## [Passage given]
Especially during debugging, it would be better to disable (remove the kernel module) the mwifiex based third radio, it's barely usable anyways (1x1, basically no antenna) and can mess up the region code massively.
There was an error affecting mwlwifi in 21.02.0 and 21.02.1, which will be fixed in the as-of-yet unreleased 21.02.2 - ideally switch to a 21.02- or master snapshot for the time being (until 21.02.2).
Thanks for all your questions, I try to answer them.
My APs running in "dumb" AP mode.
It often happens, but not always. Maybe I've to test further to check if I can force the error. As of now, I didn't do extensive field-testing
VLANs: yeah, there are VLANs and these VLANs are setup (router and switch). Everything works.
Happens on both networks? Can't answer it today, the 2nd WLAN is a guest WLAN with restrictions, I normally do not use it
radios: radio 2 has option disabled '1' it is not in use, shouldn't be problem?
remove the kernel module: any quick hint how to do that?

## [Recorded data]
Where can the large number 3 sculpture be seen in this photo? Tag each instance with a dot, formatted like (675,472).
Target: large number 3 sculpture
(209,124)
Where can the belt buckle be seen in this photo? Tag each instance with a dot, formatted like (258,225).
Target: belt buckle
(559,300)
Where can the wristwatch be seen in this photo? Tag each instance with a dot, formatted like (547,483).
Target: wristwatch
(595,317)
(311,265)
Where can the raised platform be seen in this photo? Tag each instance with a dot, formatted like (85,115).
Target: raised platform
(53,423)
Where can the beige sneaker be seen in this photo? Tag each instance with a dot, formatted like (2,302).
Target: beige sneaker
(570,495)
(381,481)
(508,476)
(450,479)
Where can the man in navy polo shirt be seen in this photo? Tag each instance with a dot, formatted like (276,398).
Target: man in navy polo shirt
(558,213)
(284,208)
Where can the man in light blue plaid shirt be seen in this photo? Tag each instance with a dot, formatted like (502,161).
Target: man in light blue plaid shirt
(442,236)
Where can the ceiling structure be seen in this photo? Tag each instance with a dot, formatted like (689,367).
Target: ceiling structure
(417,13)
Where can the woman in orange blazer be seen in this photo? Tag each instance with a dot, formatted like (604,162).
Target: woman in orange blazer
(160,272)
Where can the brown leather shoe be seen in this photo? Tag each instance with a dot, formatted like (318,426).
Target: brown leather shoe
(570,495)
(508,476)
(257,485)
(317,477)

...

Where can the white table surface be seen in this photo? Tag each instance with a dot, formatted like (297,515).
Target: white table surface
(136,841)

## [Work to complete]
a) According to the forum thread, why would it be better to disable the mwifiex-based third radio during debugging? Answer in one to three sentences.
b) Print the forum thread from "Happens on both" to "shouldn't be problem?".
Work only from the forum thread itself, with no outside knowledge.

## [Solutions below]
a) The mwifiex-based third radio is barely usable anyway, since it is 1x1 with basically no antenna. It can also mess up the region code massively.

b)
Happens on both networks? Can't answer it today, the 2nd WLAN is a guest WLAN with restrictions, I normally do not use it
radios: radio 2 has option disabled '1' it is not in use, shouldn't be problem?